Set of tasks:
1. Answer these questions using the blog post about the Indiana legislative session:
(a) Who forwarded the email to the writer, and from what town?
(b) Which two big issues received most of the media attention?
(c) By what vote did HB 1172 pass the House?
2. Carry on the blog post about the Indiana legislative session, starting after its final sentence.

Source extract:
____________________

Wednesday, March 15, 2006

They haven't seen economic issues

My good friend Eric Morgan in Muncie, IN forwarded an email to me this morning regarding the Indiana legislation I previously wrote about (see HB1080 and C'mon Indiana). The American Family Association of Indiana issued an email blast this morning. Below is an excert:

STATE LEGISLATURE ENDS: Big Economic Issues Overshadowed Pro-Family Issues

Yesterday was the final day of the Indiana legislature, and it was definitely a race to the finish line for a lot of big issues. Most of the media attention was on Indy Works, Indianapolis fire department consolidation and Major Moves, toll road privatization. These two big issues had a lot of political dynamics that made for some drama and entertaining stories for the media, but there were also some significant pro-family issues headed for the Governor’s desk and then into the law books.

Perhaps the biggest topic of interest for social conservatives in the last couple weeks surrounds two pro-life bills, HB 1172 and HB 1080. The first bill involved recognition that life begins at conception and an informed consent provision informing women considering abortion that at a certain point the child might feel pain. HB 1172 passed the House last night by a vote of 75-23 last night. Unfortunately, the Senate failed to pass the bill before the midnight deadline, and therefore, it died.

____________________

Provided data:
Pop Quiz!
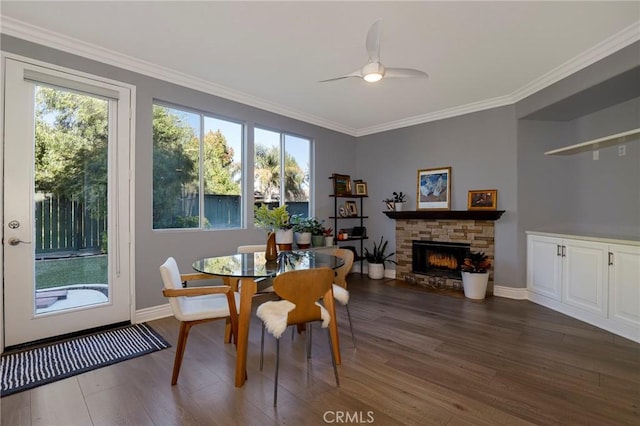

____________________

Task answers:
1.
(a) Eric Morgan, in Muncie, IN.
(b) Indy Works (Indianapolis fire department consolidation) and Major Moves (toll road privatization).
(c) 75-23.

2.
House Bill 1080 fared even less well. The language requiring the Indiana State Department of Health to inspect abortion clinics was completely stripped from the bill and education deregulation language was inserted, changing the entire topic of the bill. The ISDH has consistently opposed applying health and safety standards, such as those that apply to other outpatient surgical centers, to existing abortion clinics. In the end, it appears that they won. Yet, it will be a hollow victory if any more Hoosier women are the victims of sub-standard care as were those who testified before the Senate Health Committee in the mid-90’s. This is a battle pro-life supporters will have to fight again in another legislature.

While the Department of Health does not seem to want to know what is going on in Indiana’s abortion clinics, they have shown a keen interest in church picnics and pitch-in dinners. House Bill 1235 passed the last night 78-7 in the House and 50-0 in the Senate with language exempting churches from having to meet retail food guidelines like those applied to McDonalds for simply having an occasional bake sale, church supper or a concession stand.

It would seem that the "Purpose Driven Bake Sale" is entact and secure for the Hoosier state.